Quoted passage »
Father of the Doritos Chips, Arch West, is dead at 97

September 28, 2011
Snack-food lovers partial to Doritos owe that pleasure, in large part, to Arch West. Mr. West, who died on Sept. 20 at the age of 97, was a leader of the team at Frito-Lay that developed Doritos corn chips, a Southwestern-inspired alternative to the traditional salted potato or corn chip.

Though the company, Frito-Lay North America, declines to give Mr. West full credit for the chip — “as a company, there’s never one person to invent or is the father or mother of a given product,” said Aurora Gonzalez, a spokeswoman — others do.

“He widely gets the credit for Doritos,” Andrew F. Smith, the author of the Encyclopedia of Junk Food and Fast Food (Greenwood Publishing Group, 2006), said in an interview.

Today, Doritos are Frito-Lay’s second-best seller, after Lays Potato Chips, both nationally and around the world, with total sales of nearly $5 billion annually.

Mr. West died at a hospital near his home in Dallas, his daughter, Jana Hacker, said. By her account, her father got the idea for Doritos in the early 1960s when he was vice president of marketing for what was then the Frito Company. (It is now a division of PepsiCo.) The family, while on vacation in San Diego, stopped at “a little shack restaurant where these people were making a fried corn chip,” she said.

The chip’s tangy taste captured her father’s attention. Back in Dallas, after Frito merged with the H. W. Lay Company, he promoted the Doritos’ production, which began in 1964, using corn tortillas cut into triangles and seasoned with cheese and chili flavorings.

Directions »
According to the obituary of Arch West, why does Frito-Lay decline to give him full credit for Doritos? Answer in one to three sentences.

Data for review »

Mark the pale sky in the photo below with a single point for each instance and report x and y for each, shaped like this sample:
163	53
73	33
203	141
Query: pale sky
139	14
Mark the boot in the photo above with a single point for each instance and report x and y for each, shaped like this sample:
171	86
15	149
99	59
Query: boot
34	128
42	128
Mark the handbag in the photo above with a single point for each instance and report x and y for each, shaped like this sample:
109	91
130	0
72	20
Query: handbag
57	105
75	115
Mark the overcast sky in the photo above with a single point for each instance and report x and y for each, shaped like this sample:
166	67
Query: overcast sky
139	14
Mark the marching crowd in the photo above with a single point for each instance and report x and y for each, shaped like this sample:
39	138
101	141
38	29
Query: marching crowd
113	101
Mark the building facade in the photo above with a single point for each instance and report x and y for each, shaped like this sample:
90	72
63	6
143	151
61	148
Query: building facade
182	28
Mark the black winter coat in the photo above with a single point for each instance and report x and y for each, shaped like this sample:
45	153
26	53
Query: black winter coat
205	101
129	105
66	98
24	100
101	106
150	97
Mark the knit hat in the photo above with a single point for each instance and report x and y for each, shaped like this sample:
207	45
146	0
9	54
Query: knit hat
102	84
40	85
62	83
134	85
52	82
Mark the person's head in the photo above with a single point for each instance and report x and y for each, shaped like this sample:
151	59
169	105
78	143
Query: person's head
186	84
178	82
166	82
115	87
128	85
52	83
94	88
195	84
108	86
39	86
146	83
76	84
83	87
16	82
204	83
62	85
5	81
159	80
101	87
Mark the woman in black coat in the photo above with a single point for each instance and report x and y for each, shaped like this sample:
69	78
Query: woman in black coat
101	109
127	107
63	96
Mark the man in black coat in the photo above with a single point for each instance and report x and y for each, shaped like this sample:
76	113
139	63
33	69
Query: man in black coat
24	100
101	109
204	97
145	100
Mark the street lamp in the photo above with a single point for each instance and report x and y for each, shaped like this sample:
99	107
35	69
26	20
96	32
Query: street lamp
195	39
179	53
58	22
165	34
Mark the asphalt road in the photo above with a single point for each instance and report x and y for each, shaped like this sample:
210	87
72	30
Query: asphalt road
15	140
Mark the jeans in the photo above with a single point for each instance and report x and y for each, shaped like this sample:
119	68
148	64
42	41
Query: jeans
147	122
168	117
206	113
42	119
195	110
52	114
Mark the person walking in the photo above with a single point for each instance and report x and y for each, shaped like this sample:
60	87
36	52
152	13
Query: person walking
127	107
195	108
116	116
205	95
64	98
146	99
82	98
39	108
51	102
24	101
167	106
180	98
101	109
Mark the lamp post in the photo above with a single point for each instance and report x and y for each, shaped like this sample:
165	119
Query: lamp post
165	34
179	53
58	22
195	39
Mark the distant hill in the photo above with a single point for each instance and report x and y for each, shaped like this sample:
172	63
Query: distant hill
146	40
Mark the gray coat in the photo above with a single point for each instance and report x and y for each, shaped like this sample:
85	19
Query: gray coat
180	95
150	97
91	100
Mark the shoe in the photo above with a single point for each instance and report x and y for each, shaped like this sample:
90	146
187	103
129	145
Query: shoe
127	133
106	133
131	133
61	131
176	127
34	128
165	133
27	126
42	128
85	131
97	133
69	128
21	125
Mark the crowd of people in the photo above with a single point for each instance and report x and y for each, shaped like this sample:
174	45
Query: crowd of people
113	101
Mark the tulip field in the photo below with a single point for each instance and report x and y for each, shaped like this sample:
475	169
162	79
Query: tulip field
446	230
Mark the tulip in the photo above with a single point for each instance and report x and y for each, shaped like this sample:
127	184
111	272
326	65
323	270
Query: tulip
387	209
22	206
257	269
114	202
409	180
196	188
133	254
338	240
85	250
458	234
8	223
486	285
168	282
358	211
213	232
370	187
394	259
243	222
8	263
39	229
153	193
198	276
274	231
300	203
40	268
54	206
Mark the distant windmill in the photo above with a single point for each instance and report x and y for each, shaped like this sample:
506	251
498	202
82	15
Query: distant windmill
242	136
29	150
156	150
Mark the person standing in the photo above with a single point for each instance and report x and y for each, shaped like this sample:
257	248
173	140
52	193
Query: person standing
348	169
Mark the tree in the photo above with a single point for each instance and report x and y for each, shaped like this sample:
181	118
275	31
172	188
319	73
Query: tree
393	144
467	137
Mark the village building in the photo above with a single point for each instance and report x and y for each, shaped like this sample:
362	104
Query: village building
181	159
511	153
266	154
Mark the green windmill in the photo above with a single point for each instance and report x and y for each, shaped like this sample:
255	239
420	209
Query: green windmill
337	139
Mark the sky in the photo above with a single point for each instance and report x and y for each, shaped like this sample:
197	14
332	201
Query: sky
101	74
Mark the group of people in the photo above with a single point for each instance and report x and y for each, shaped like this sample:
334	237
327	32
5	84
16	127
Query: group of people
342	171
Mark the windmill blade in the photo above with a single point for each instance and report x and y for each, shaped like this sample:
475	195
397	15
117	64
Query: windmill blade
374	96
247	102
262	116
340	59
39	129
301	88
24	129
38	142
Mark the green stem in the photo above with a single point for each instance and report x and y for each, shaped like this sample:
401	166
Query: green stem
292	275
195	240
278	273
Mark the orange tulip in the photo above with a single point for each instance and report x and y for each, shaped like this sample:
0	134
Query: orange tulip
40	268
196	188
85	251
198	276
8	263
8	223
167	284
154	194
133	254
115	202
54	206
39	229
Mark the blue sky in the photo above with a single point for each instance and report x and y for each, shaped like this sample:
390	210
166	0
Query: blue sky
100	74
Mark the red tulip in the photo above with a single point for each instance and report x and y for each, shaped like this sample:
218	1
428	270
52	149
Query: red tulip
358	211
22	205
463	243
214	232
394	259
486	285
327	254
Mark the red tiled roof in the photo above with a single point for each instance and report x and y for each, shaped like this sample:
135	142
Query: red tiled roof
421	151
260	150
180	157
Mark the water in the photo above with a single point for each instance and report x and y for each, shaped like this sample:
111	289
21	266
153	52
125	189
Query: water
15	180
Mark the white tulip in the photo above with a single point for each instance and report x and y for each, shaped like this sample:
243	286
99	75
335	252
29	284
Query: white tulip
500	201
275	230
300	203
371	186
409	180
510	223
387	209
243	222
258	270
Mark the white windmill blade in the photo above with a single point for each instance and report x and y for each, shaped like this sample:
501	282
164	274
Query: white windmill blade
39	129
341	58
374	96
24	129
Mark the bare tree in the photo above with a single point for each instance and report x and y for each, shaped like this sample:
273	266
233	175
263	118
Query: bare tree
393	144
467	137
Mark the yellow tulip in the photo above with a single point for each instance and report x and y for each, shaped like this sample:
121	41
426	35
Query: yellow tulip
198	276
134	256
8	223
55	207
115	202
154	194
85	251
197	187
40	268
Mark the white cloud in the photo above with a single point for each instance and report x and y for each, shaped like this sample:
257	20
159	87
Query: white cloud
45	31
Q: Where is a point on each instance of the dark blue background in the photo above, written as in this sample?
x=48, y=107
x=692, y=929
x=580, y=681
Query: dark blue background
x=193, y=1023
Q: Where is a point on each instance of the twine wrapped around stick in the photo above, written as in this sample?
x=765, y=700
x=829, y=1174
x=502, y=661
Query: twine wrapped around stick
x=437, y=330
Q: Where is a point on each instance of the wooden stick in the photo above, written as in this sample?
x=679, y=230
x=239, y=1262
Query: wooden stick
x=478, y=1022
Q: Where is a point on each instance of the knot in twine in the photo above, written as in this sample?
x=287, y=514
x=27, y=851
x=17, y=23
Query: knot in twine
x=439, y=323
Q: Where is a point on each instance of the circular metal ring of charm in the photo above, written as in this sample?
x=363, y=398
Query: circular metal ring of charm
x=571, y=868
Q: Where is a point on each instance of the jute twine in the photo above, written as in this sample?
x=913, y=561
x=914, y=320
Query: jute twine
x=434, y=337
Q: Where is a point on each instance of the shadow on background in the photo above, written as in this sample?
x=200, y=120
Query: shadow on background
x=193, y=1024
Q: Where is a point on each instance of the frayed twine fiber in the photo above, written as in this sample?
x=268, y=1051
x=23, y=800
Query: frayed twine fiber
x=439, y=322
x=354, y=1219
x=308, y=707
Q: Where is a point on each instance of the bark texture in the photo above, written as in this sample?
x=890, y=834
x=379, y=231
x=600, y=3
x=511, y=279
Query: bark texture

Solved exercise »
Frito-Lay's position is that, within a company, no single person invents a product or is its father or mother. Aurora Gonzalez, a company spokeswoman, gave this explanation.